| Aim of the task |
Update the entries below by replacing every "annotate" with "mark" and leaving everything else unchanged. Leave the pictures out of your answer.
>> start Records for processing
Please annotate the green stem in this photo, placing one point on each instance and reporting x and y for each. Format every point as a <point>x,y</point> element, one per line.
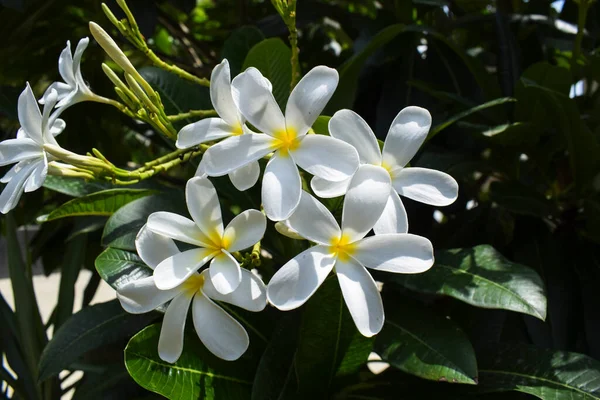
<point>193,114</point>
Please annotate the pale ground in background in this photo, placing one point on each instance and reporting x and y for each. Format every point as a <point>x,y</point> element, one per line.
<point>46,290</point>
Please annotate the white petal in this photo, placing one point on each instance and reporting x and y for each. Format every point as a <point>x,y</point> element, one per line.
<point>250,295</point>
<point>256,102</point>
<point>12,192</point>
<point>205,130</point>
<point>225,273</point>
<point>30,116</point>
<point>365,200</point>
<point>203,203</point>
<point>407,133</point>
<point>38,175</point>
<point>361,296</point>
<point>173,271</point>
<point>154,248</point>
<point>426,185</point>
<point>348,126</point>
<point>395,252</point>
<point>142,296</point>
<point>15,150</point>
<point>170,342</point>
<point>218,331</point>
<point>313,221</point>
<point>329,189</point>
<point>245,177</point>
<point>245,230</point>
<point>281,187</point>
<point>57,127</point>
<point>220,93</point>
<point>309,98</point>
<point>326,157</point>
<point>300,277</point>
<point>65,65</point>
<point>236,151</point>
<point>177,227</point>
<point>394,218</point>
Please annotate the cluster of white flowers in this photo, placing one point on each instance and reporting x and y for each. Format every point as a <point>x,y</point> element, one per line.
<point>251,126</point>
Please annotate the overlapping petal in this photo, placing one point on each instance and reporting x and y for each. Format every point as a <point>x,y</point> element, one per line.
<point>235,152</point>
<point>154,248</point>
<point>177,227</point>
<point>348,126</point>
<point>361,296</point>
<point>426,185</point>
<point>245,230</point>
<point>313,221</point>
<point>400,253</point>
<point>393,218</point>
<point>365,200</point>
<point>225,273</point>
<point>406,135</point>
<point>245,177</point>
<point>219,332</point>
<point>250,295</point>
<point>202,131</point>
<point>309,98</point>
<point>175,270</point>
<point>203,204</point>
<point>281,187</point>
<point>256,102</point>
<point>170,342</point>
<point>294,283</point>
<point>326,157</point>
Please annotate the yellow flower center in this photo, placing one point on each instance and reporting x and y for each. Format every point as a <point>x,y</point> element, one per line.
<point>193,284</point>
<point>286,140</point>
<point>342,247</point>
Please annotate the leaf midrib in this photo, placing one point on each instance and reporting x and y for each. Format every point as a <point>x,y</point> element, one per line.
<point>490,371</point>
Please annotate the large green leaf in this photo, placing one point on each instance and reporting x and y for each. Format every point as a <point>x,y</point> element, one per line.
<point>102,203</point>
<point>118,267</point>
<point>545,374</point>
<point>424,344</point>
<point>272,58</point>
<point>123,225</point>
<point>482,277</point>
<point>237,46</point>
<point>89,329</point>
<point>74,187</point>
<point>198,374</point>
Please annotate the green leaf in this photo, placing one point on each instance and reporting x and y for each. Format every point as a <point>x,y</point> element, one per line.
<point>421,343</point>
<point>122,227</point>
<point>440,127</point>
<point>177,94</point>
<point>329,344</point>
<point>89,329</point>
<point>74,187</point>
<point>482,277</point>
<point>520,199</point>
<point>543,373</point>
<point>237,46</point>
<point>119,267</point>
<point>272,58</point>
<point>102,203</point>
<point>198,374</point>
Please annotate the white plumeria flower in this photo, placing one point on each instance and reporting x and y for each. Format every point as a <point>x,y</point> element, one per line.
>> end Records for processing
| Completed task |
Please mark the green stem in this photo, placing one point on each instance and reporting x and y for each. Format every point as a <point>x,y</point> element, one per line.
<point>193,114</point>
Please mark the pale ground in background in this photo, placing one point on each instance and reporting x and y for each. Format every point as a <point>x,y</point> element, one per line.
<point>46,290</point>
Please mark the white petal in this photo, placing one point on each instance and reporting x and y for each. Format every point as a <point>x,y</point> element, one per line.
<point>250,295</point>
<point>256,102</point>
<point>12,192</point>
<point>205,130</point>
<point>225,273</point>
<point>30,116</point>
<point>365,200</point>
<point>203,203</point>
<point>407,133</point>
<point>38,175</point>
<point>361,296</point>
<point>173,271</point>
<point>154,248</point>
<point>426,185</point>
<point>348,126</point>
<point>395,252</point>
<point>142,296</point>
<point>15,150</point>
<point>170,342</point>
<point>218,331</point>
<point>313,221</point>
<point>329,189</point>
<point>245,177</point>
<point>245,230</point>
<point>281,187</point>
<point>57,127</point>
<point>220,93</point>
<point>309,98</point>
<point>326,157</point>
<point>300,277</point>
<point>65,65</point>
<point>236,151</point>
<point>177,227</point>
<point>394,218</point>
Please mark the cluster of white flowers in this photo, placing one point on each instance and reporting x and y for each. Format every point as a <point>x,y</point> element, one per line.
<point>251,126</point>
Please mark the overlapping petal in this photo, placing one point on each instance and reporting x and y for each. Format every point as a <point>x,y</point> element, one per line.
<point>235,152</point>
<point>154,248</point>
<point>177,227</point>
<point>348,126</point>
<point>361,296</point>
<point>426,185</point>
<point>245,230</point>
<point>313,221</point>
<point>400,253</point>
<point>393,218</point>
<point>365,200</point>
<point>225,273</point>
<point>406,135</point>
<point>245,177</point>
<point>219,332</point>
<point>250,295</point>
<point>202,131</point>
<point>309,98</point>
<point>175,270</point>
<point>203,204</point>
<point>281,187</point>
<point>256,102</point>
<point>170,342</point>
<point>294,283</point>
<point>326,157</point>
Please mark the yellow flower center in this photo, placing one point on each instance and reporting x and y for each. Format every point as a <point>x,y</point> element, one per line.
<point>193,284</point>
<point>286,140</point>
<point>342,247</point>
Please mark the leaf midrib in this photo, placing one point on each instance and reporting x and y for each. Format every point as a <point>x,y</point> element, one per line.
<point>490,371</point>
Please mark the large green leaf in this photo, placing one point on each instance and reporting x and y for each. Format every point as a <point>x,y</point> element, one per line.
<point>102,203</point>
<point>118,267</point>
<point>545,374</point>
<point>424,344</point>
<point>272,58</point>
<point>123,225</point>
<point>482,277</point>
<point>237,46</point>
<point>89,329</point>
<point>74,187</point>
<point>198,374</point>
Please mark the green leaf in this photo, placing one point on each instance and reporting x and y for each. Format every point as a <point>x,y</point> element, one per line.
<point>421,343</point>
<point>122,227</point>
<point>440,127</point>
<point>177,94</point>
<point>329,344</point>
<point>89,329</point>
<point>74,187</point>
<point>482,277</point>
<point>520,199</point>
<point>543,373</point>
<point>237,46</point>
<point>119,267</point>
<point>272,58</point>
<point>102,203</point>
<point>198,374</point>
Please mark the white plumeria flower in this photo, placing one point on each instance and reporting x and y for each. Format every point as a <point>x,y</point> element, one per line.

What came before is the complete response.